New motor sales are down ?
but seriously , not meaning to highjack a thread, Ive been debating if i should stop using the OI on my 1991 25hp Suzuki. This motor runs on 100:1 ratio and i have had several people recommend that i should premix my gas at 50:1 and disable the OI. Would it be good for the motor to run it with twice the oil that it is designed to run ?


----------



## nomowork (Aug 4, 2012)

I can't remember where I read it, but I think the reason they call it a VRO system is that during certain conditions, it changes the oil to gas ratio for some reason.


----------



## Buddychrist (Aug 5, 2012)

Why would it be 100:1???!!!?!?

That's wayyyyy lean man


----------



## donmac (Aug 5, 2012)

Buddychrist said:


> Why would it be 100:1???!!!?!?
> 
> That's wayyyyy lean man



OI typically adjusts the ratio based on RPMs. Runs leaner at lower RPMs. While it may be 100:1 at idle it'll likely be much higher at WOT.

> Object position labeling entries:
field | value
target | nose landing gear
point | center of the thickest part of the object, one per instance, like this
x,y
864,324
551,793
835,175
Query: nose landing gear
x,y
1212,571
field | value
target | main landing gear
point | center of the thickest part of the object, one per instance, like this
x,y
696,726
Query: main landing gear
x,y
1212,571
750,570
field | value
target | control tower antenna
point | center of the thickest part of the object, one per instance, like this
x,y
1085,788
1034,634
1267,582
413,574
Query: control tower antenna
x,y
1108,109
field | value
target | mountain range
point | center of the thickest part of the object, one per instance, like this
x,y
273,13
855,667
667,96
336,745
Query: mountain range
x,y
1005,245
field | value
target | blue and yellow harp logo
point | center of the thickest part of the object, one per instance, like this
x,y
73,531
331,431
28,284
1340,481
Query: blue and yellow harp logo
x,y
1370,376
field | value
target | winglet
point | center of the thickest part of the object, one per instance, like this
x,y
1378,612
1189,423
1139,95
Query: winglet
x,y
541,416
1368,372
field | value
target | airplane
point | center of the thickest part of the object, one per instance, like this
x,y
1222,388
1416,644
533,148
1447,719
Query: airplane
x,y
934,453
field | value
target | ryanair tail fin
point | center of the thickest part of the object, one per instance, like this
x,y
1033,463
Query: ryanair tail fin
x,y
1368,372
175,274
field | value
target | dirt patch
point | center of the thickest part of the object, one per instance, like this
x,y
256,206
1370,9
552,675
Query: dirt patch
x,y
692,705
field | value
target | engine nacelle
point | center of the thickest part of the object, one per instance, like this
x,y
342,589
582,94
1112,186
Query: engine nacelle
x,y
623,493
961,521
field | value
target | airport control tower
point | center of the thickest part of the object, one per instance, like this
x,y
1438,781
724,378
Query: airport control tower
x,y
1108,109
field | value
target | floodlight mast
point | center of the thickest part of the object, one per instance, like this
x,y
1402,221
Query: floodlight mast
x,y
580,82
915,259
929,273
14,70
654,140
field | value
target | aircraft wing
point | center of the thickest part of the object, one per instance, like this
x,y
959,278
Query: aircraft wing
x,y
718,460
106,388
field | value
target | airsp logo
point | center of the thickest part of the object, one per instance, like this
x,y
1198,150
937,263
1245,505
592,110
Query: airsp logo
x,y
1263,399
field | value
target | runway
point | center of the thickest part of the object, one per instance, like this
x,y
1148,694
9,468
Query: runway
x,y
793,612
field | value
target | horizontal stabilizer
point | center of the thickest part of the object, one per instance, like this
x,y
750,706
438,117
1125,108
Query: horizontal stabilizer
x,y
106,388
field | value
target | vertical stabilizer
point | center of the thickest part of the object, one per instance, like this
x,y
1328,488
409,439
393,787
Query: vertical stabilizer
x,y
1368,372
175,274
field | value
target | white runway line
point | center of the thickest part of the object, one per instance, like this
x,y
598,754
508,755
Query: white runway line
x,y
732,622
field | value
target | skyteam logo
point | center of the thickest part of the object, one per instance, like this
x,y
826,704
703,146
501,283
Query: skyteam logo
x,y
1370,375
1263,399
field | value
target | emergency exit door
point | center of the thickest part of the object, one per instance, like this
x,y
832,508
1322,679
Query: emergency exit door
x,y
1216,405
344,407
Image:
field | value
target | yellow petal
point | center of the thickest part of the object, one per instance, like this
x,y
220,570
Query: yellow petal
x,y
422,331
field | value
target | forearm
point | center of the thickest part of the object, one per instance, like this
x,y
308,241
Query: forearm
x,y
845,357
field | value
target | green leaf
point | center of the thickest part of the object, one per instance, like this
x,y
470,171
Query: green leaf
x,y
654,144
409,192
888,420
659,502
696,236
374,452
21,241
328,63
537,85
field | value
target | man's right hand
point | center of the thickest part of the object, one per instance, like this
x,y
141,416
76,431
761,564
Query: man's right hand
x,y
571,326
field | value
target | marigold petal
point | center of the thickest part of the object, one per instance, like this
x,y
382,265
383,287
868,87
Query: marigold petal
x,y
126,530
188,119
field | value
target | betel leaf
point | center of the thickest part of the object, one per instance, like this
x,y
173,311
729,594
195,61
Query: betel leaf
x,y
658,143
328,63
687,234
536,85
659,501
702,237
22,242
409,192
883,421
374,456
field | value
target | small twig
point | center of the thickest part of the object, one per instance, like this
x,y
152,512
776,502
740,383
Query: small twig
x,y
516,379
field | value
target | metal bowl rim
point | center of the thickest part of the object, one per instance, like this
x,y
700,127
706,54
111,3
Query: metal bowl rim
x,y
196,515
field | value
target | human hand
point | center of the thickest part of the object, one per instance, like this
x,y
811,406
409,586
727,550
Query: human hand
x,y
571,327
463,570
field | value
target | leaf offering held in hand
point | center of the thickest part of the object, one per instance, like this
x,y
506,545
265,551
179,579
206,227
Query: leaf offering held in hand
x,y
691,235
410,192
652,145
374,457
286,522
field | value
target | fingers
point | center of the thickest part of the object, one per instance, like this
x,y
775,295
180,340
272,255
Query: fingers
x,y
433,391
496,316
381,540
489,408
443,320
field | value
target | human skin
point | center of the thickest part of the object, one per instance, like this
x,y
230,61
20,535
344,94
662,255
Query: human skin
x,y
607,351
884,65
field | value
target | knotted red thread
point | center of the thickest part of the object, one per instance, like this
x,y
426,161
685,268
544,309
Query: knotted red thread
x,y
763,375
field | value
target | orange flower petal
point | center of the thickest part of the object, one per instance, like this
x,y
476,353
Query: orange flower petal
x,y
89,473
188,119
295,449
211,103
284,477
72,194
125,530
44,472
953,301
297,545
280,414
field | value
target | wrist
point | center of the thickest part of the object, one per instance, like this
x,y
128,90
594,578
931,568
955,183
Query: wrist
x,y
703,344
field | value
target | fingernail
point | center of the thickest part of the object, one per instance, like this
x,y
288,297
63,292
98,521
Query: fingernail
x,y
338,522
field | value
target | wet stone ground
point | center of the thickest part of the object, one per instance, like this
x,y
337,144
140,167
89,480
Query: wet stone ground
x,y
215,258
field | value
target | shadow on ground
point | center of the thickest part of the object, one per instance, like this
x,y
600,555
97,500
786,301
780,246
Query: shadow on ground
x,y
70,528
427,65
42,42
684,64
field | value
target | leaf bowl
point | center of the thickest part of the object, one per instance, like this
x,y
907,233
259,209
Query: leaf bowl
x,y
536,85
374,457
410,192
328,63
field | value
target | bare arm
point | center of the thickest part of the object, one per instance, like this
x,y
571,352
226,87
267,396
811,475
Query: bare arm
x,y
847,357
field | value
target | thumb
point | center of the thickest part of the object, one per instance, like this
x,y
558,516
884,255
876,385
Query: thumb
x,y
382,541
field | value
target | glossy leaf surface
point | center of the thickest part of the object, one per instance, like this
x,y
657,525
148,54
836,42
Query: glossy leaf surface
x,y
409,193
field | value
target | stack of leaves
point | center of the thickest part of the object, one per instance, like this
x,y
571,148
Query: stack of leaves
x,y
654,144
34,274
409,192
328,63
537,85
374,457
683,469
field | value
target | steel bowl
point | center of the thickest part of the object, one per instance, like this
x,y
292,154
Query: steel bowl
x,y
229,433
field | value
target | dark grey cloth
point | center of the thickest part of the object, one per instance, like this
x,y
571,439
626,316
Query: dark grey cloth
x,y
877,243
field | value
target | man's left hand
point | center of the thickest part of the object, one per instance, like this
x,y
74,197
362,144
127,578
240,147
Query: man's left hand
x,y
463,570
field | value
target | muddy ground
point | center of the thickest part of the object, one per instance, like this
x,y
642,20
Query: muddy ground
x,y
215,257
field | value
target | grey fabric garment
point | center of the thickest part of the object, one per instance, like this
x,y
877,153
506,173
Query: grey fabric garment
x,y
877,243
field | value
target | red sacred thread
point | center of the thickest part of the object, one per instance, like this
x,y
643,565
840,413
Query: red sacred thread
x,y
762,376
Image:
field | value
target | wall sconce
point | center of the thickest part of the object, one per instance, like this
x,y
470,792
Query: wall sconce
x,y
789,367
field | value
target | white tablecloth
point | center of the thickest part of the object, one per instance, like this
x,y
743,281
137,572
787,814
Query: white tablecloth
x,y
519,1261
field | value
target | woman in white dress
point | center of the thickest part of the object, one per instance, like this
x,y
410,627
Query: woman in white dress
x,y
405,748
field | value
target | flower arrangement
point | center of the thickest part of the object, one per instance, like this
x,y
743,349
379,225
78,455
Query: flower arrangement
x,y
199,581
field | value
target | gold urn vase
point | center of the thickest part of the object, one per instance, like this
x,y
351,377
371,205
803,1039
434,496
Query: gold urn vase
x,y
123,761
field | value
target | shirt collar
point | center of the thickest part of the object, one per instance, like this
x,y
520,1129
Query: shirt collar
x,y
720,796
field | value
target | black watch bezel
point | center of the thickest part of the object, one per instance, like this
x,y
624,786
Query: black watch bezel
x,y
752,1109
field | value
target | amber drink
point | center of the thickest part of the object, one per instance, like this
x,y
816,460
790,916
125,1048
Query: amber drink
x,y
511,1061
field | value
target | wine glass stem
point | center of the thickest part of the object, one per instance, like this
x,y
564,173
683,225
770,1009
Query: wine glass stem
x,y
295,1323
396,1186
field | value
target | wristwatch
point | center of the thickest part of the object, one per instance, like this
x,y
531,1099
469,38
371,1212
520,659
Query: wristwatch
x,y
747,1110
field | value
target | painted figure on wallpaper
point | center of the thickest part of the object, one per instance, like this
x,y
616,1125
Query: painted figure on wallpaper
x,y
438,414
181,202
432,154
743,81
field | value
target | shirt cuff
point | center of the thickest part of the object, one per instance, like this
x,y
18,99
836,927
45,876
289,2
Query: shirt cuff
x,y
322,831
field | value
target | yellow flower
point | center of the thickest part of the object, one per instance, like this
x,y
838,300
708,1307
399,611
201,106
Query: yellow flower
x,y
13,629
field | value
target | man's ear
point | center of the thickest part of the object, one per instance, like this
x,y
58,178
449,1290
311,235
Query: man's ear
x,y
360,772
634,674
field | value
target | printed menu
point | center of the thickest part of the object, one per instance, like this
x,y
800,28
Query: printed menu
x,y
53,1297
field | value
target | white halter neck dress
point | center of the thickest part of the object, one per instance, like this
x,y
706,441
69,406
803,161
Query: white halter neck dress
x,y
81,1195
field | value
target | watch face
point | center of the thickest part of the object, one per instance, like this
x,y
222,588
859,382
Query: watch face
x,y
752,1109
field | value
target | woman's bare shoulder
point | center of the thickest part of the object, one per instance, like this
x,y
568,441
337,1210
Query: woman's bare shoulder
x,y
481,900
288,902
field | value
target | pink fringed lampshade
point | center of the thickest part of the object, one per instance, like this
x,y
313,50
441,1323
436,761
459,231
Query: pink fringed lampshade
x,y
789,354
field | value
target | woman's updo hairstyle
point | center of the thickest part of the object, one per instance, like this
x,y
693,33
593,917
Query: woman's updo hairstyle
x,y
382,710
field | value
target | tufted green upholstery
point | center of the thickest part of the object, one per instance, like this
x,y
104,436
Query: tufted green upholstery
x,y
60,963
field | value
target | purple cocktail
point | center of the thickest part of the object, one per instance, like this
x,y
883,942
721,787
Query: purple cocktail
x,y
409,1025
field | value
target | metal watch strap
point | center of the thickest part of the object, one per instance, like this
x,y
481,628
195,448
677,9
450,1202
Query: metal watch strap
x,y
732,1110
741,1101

> GIVEN PROBLEM: Resume the forum thread about oil injection on the outboard motor, picking up after its last post.

> TASK RESPONSE:
Since the early 70's I have had LOTS of motorcycles, snowmobiles, and outboards with OI that have worked flawlessly. If the oil tank ever ran low I made sure to bleed the lines to prevent air gaps. Never had a problem. 

I avoided Optimax when it first came out (99?) due to it blowing up a few heads - but they got that figured out over time. As I mentioned earlier, I'm currently running a 70hp on my jet that had the system removed when it was rebuilt - but overall modern OI systems are pretty darn reliable in my opinion...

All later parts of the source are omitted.